Rabu, April 02, 2014

Anak Perempuanku Sudah ABG!

Kata orang, anak-anak pada usia belasan tahun itu adalah anak-anak yang sedang dalam masa pubertas. Masa di mana tubuh dan jiwa mereka berkembang menjadi remaja. Masa di mana mereka mencari identitas diri dan mulai menjadi diri sendiri. Masa di mana mereka mungkin mendapat kegalauan-kegalauan baru yang tidak mereka alami semasa kanak-kanak sebelumnya. Masa di mana sebagian sudah harus menanggung beban syariat sebagai mukallaf yang mana dosa dan pahala sudah dihitung buat mereka karena sudah mengalami haidh (buat perempuan) atau mimpi basah (buat laki-laki).

Masa remaja adalah masa di mana tubuh dan jiwa di dalamnya berkembang menuju puncak kinerja yang akan dapat menghasilkan hasil maksimal di tengah godaan lingkungan remaja yang cenderung bisa menyimpangkan dari syariat. Makanya tidak heran jika pemuda yang hatinya tergantung di masjid akan mendapat naungan Allah di padang mahsyar nanti pada hari akhir. Jadi masa remaja harus mendapat perhatian khusus dari orang tua yang tentu dalam hal ini adalah pengarah mereka dalam keluarga.

Bagi saya sebagai orang tua yang mempunyai anak yang berusia belasan tahun seperti itu, tentu masa pubertas anak merupakan "sesuatu" yang penting untuk dicermati dan disikapi dengan bijak. Kenapa? Karena jika saya sebagai orang tua tidak bisa mencermati dan menyikapi pubertas anak dengan baik, tentulah akan menjadi masalah besar, buat saya dan tentunya buat anak saya juga. Ini perlu penekanan buat saya sendiri karena saya tidak ingin penyikapan yang salah akan membuat anak saya berjalan menyimpang dari syariat.

Ngomong-ngomong, beberapa pekan yang lalu ketika semua anak-anak saya sudah tidur (berarti waktunya saya dan istri benar-benar bisa beberes rumah), sambil membereskan buku-buku anak-anak yang cukup berantakan, istri saya bergumam: "Anak pertama kita sudah ABG..." Lah, apa pula ini?

Ternyata di antara buku-buku anak-anak kami yang dibereskan istri saya itu terdapat buku catatan anak pertama kami, perempuan, sudah masuk usia belasan tahun. Karena asalnya tergeletak begitu saja, halaman-halamannya mudah terbuka dan isinya dapat terbaca oleh istri saya. Apa isinya? Yah, "kegalauan-kegalauan" yang mulai muncul pada anak-anak yang dalam masa pubertas itu deh.

Istilah ABG (Anak Baru Gede) sendiri saya kira cukup dipahami, mewakili kondisi anak yang mulai beranjak remaja, mulai kelihatan meninggi tubuhnya, secara fisik mulai berkembang ke arah tubuh dewasa. Yah, umumnya anak yang sedang dalam masa pubertas lah. Dan inilah yang terjadi sekarang: anak saya sudah menjadi ABG.

+ + + + + + +

### Instruksi Tugas
Teruskan tulisan di atas tentang anak perempuan yang mulai ABG, dimulai setelah kalimat terakhirnya. Entri-entri berikut sama sekali tidak dipakai di sini.

+ + + + + + +

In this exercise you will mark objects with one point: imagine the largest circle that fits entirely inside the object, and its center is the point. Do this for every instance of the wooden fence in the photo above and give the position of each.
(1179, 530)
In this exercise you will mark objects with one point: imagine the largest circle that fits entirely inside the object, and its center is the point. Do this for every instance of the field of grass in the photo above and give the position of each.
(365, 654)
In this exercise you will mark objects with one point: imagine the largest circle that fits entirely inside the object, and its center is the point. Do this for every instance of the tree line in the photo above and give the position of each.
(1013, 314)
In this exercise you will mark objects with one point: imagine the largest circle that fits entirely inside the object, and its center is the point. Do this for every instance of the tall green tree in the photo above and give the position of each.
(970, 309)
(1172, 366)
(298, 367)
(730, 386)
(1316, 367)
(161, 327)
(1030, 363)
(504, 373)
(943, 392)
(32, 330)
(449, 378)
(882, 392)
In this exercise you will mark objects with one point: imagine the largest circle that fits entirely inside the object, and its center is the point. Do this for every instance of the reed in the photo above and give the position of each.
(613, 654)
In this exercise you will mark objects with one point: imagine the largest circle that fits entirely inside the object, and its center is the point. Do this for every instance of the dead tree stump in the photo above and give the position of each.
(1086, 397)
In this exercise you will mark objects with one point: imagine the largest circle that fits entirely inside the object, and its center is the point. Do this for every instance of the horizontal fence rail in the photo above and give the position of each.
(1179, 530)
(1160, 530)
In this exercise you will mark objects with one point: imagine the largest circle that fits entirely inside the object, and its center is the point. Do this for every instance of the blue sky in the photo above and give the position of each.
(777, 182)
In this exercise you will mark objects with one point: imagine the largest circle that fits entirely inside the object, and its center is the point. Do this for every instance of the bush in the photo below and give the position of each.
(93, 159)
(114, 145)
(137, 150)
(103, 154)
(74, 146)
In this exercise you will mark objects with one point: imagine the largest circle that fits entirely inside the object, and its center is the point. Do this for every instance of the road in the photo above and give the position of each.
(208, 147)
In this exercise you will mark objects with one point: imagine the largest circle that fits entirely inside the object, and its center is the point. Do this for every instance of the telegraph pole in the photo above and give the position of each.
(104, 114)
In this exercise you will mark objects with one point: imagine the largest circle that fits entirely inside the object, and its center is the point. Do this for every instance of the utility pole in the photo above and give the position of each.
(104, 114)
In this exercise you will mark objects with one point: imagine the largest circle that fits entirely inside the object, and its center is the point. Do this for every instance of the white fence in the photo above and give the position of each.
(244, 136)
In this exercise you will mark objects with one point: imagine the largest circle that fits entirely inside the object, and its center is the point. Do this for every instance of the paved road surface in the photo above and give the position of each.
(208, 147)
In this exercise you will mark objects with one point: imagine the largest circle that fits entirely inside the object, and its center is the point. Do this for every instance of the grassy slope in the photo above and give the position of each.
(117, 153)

+ + + + + + +

### Jawaban Latihan
Dahulu (ketika anak perempuan pertama saya ini masih kecil tetapi sudah kelihatan tumbuh bongsor) saya pernah berpikir panjang mengenai bagaimana kondisinya ketika dia nanti menginjak remaja, mengingat tantangan masa sekarang yang semakin membutuhkan perhatian orang tua, di samping perkembangan fisik anak saya ini yang memang cenderung sangat cepat (Saya kira tidak akan butuh lama lagi untuk menandingi tinggi badan ibunya, termasuk untuk memiliki tubuh "dewasa"). Tantangan yang saya maksud tentu juga termasuk mendidik agar tahu batasan aurat yang betul, menjaga amalan wajib dengan konsisten, dan yang juga tak kalah penting adalah untuk tahu batasan pergaulan antara laki-laki dan perempuan yang benar karena kegalauan masa pubertas yang timbul juga saya kira diakibatkan oleh pergaulan antar lain jenis ini.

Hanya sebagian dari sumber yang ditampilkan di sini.